[Region pointing data]
= Beginning of Section =
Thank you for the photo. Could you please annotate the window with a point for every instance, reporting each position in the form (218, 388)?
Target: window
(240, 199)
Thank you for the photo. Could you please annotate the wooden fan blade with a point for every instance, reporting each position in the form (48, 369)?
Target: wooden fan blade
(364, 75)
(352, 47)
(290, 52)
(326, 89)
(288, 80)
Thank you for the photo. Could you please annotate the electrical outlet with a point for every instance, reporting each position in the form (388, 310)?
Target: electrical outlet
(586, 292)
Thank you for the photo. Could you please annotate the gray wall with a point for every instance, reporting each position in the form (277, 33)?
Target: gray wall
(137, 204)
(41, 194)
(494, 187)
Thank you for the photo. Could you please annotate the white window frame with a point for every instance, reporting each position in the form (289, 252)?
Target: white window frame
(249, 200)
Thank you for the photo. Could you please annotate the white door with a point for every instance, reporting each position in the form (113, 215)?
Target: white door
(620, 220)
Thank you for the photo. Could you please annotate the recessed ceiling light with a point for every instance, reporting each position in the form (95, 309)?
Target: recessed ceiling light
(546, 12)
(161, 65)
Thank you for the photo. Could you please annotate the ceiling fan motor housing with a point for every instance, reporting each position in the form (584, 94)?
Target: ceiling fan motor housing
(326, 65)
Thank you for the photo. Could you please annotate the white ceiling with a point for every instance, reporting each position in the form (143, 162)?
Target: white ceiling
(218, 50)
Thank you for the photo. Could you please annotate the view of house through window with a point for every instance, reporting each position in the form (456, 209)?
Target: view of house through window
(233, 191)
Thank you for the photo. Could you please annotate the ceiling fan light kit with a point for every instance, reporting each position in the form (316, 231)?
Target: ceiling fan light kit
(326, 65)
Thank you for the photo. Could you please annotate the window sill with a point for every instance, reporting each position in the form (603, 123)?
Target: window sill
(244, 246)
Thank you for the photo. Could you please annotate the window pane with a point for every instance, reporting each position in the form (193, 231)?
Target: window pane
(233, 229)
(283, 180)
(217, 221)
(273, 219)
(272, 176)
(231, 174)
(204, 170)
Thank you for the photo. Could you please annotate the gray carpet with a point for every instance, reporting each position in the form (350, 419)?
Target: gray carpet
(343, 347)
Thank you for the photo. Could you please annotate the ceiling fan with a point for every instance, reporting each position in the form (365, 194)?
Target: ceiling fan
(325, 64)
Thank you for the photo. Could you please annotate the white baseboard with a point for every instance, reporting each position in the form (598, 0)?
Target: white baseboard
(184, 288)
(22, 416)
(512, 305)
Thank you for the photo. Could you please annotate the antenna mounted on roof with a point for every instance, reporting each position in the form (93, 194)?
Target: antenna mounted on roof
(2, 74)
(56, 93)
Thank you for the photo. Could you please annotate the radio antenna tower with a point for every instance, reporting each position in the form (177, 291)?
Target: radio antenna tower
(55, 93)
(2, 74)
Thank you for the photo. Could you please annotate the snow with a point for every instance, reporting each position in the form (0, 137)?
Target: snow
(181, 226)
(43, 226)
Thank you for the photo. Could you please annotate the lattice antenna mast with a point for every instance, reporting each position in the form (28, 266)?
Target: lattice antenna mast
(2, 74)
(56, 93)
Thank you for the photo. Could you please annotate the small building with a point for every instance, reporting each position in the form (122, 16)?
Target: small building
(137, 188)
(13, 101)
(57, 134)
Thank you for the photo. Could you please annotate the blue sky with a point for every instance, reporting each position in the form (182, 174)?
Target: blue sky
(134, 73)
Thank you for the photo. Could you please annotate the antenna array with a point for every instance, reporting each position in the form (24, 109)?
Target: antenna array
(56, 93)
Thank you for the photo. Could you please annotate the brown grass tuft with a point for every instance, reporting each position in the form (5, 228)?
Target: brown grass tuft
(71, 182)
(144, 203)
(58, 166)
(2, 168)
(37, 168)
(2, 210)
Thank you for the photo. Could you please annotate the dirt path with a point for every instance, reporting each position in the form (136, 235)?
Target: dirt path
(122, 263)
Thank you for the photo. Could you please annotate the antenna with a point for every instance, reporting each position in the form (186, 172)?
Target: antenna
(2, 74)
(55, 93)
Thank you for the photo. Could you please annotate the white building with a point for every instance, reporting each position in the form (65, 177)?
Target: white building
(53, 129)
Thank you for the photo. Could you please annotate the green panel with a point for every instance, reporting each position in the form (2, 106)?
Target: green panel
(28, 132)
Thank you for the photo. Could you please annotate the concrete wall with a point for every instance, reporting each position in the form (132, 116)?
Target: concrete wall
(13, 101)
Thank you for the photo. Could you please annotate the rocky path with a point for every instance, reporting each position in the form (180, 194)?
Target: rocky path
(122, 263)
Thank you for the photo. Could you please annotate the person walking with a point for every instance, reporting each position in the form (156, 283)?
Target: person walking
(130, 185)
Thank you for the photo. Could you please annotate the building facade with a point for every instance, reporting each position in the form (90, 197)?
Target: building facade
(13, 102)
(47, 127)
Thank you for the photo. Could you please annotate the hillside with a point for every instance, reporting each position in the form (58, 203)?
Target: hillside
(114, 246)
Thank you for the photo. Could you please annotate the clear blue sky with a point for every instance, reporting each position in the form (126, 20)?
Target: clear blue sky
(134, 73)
= End of Section =
■ To do:
Every entry, from first to last, is to be reproduced exactly.

■ Solution to this task:
Thank you for the photo. Could you please annotate the window with a point for every instance, reporting each position in the form (218, 388)?
Target: window
(240, 199)
Thank you for the photo. Could you please annotate the wooden fan blade with a point for every instance, reporting each position in the form (48, 369)?
Target: wooden fan blade
(364, 75)
(352, 47)
(290, 52)
(326, 89)
(288, 80)
Thank you for the photo. Could you please annotate the electrical outlet with a point for every instance, reporting each position in the form (388, 310)?
Target: electrical outlet
(586, 292)
Thank you for the photo. Could you please annotate the gray wall with a point for every instance, reporting each position in the form (277, 33)?
Target: gray wall
(137, 204)
(41, 194)
(494, 187)
Thank you for the photo. Could you please annotate the white window frame with a point for every instance, reporting each position in the form (289, 252)?
Target: white window frame
(249, 200)
Thank you for the photo. Could you please annotate the white door with a point for every instance, reporting each position in the form (113, 215)?
Target: white door
(620, 220)
Thank you for the photo. Could you please annotate the recessed ceiling light with a point for every instance, reporting each position in the form (95, 309)?
Target: recessed ceiling light
(546, 12)
(161, 65)
Thank you for the photo. Could you please annotate the ceiling fan motor housing with a point for every instance, reporting each position in the form (584, 94)?
Target: ceiling fan motor housing
(326, 65)
Thank you for the photo. Could you please annotate the white ceiling with a point for every instance, reporting each position in the form (143, 162)?
Target: white ceiling
(218, 50)
Thank you for the photo. Could you please annotate the view of house through window with a point for every instance, reporting each position in the form (456, 209)?
Target: view of house through window
(233, 191)
Thank you for the photo. Could you please annotate the ceiling fan light kit with a point for every instance, reporting each position in the form (316, 231)?
Target: ceiling fan light kit
(326, 65)
Thank you for the photo. Could you please annotate the window sill with a point for every instance, reporting each position in the form (603, 123)?
Target: window sill
(244, 246)
Thank you for the photo. Could you please annotate the window pane with a point for every instance, reporting each position in the form (193, 231)?
Target: window pane
(233, 229)
(283, 180)
(217, 221)
(273, 219)
(272, 176)
(231, 174)
(204, 170)
Thank you for the photo. Could you please annotate the gray carpet with a point for every instance, reporting each position in the form (350, 419)?
Target: gray carpet
(343, 347)
Thank you for the photo. Could you please annotate the ceiling fan with a point for every instance, reporting each position in the form (365, 194)?
Target: ceiling fan
(325, 64)
Thank you for the photo. Could you please annotate the white baseboard with a point for every instance, reporting each position in the form (598, 0)?
Target: white baseboard
(184, 288)
(22, 416)
(512, 305)
Thank you for the photo. Could you please annotate the antenna mounted on roof with a point for every instance, reporting each position in the form (93, 194)?
Target: antenna mounted on roof
(2, 74)
(56, 93)
Thank you for the photo. Could you please annotate the radio antenna tower with a point for every instance, reporting each position in the form (177, 291)?
Target: radio antenna tower
(55, 93)
(2, 74)
Thank you for the photo. Could you please annotate the snow with a point for every instance, reporting each position in the form (0, 137)?
Target: snow
(181, 226)
(43, 226)
Thank you for the photo. Could you please annotate the lattice antenna mast with a point for every instance, reporting each position in the form (28, 266)?
Target: lattice antenna mast
(2, 74)
(56, 93)
Thank you for the photo. Could you please annotate the small building with a point for every instance, reporting each position in the form (122, 16)?
Target: small building
(137, 188)
(13, 101)
(57, 134)
Thank you for the photo. Could you please annotate the blue sky with a point for every instance, reporting each position in the form (182, 174)?
Target: blue sky
(134, 73)
Thank you for the photo. Could you please annotate the antenna array with a point for every instance, reporting each position in the form (24, 109)?
Target: antenna array
(56, 93)
Thank you for the photo. Could you please annotate the brown grass tuft with a point for every instance, reporting each position in the form (5, 228)?
Target: brown grass tuft
(71, 182)
(144, 203)
(58, 166)
(2, 168)
(37, 168)
(2, 210)
Thank you for the photo. Could you please annotate the dirt path with a point for every instance, reporting each position in the form (136, 235)?
Target: dirt path
(122, 263)
Thank you for the photo. Could you please annotate the antenna with a point for every instance, reporting each position in the form (186, 172)?
Target: antenna
(2, 74)
(55, 93)
Thank you for the photo. Could you please annotate the white building with a point for every instance, reporting each position in the form (65, 177)?
Target: white building
(53, 129)
Thank you for the photo. Could you please annotate the green panel with a point for every instance, reporting each position in the form (2, 106)?
Target: green panel
(28, 132)
Thank you for the photo. Could you please annotate the concrete wall with a point for every instance, reporting each position in the form (132, 116)?
Target: concrete wall
(13, 101)
Thank you for the photo. Could you please annotate the rocky path with a point for every instance, reporting each position in the form (180, 194)?
Target: rocky path
(122, 263)
Thank you for the photo. Could you please annotate the person walking with a point for every instance, reporting each position in the form (156, 283)?
Target: person walking
(130, 185)
Thank you for the photo. Could you please annotate the building facade with a point for every instance, reporting each position in the form (90, 197)?
Target: building facade
(13, 102)
(47, 127)
Thank you for the photo. Could you please annotate the hillside with a point for every instance, reporting each position in the form (58, 203)?
Target: hillside
(114, 246)
Thank you for the photo. Could you please annotate the clear blue sky with a point for every instance, reporting each position in the form (126, 20)?
Target: clear blue sky
(134, 73)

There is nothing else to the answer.